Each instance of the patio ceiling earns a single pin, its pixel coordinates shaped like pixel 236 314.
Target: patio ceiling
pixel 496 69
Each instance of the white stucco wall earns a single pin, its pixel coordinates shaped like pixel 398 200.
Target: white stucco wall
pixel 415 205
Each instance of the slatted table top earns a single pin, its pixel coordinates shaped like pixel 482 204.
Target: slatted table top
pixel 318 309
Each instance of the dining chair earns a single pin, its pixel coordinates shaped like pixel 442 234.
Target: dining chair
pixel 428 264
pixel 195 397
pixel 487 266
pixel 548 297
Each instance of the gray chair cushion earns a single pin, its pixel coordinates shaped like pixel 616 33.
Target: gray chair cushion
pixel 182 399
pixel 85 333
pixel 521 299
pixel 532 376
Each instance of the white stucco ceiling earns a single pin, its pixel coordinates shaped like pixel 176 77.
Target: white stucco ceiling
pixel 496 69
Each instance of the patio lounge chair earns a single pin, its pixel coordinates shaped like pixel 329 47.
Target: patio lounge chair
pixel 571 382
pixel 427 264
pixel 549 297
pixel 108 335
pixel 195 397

→ **GOAL OF THE EXERCISE**: Reproduce every item above word for word, line by line.

→ **FINISHED EXERCISE**:
Each instance of the patio ceiling earns a single pin, its pixel coordinates shaped like pixel 236 314.
Target: patio ceiling
pixel 496 69
Each instance of the white stucco wall earns a single pin, its pixel coordinates shaped like pixel 398 200.
Target: white stucco wall
pixel 415 205
Each instance of the slatted table top earns a single pin, its pixel coordinates shaped like pixel 482 204.
Target: slatted table top
pixel 318 309
Each instance of the dining chair earns a single pin, its pixel coordinates shaped like pixel 442 234.
Target: dining chair
pixel 428 264
pixel 195 397
pixel 487 266
pixel 548 297
Each instance of the gray chair cushion earns a single pin, its pixel coordinates shaped like pixel 616 33.
Target: gray chair cushion
pixel 182 399
pixel 85 333
pixel 521 299
pixel 532 376
Each instance of the white stucco ceiling earns a single pin, its pixel coordinates shaped like pixel 176 77.
Target: white stucco ceiling
pixel 496 69
Each instance of the patio lounge chair earns a single pin, its pixel coordinates shaped like pixel 329 47.
Target: patio lounge chair
pixel 571 382
pixel 427 264
pixel 549 297
pixel 108 335
pixel 195 397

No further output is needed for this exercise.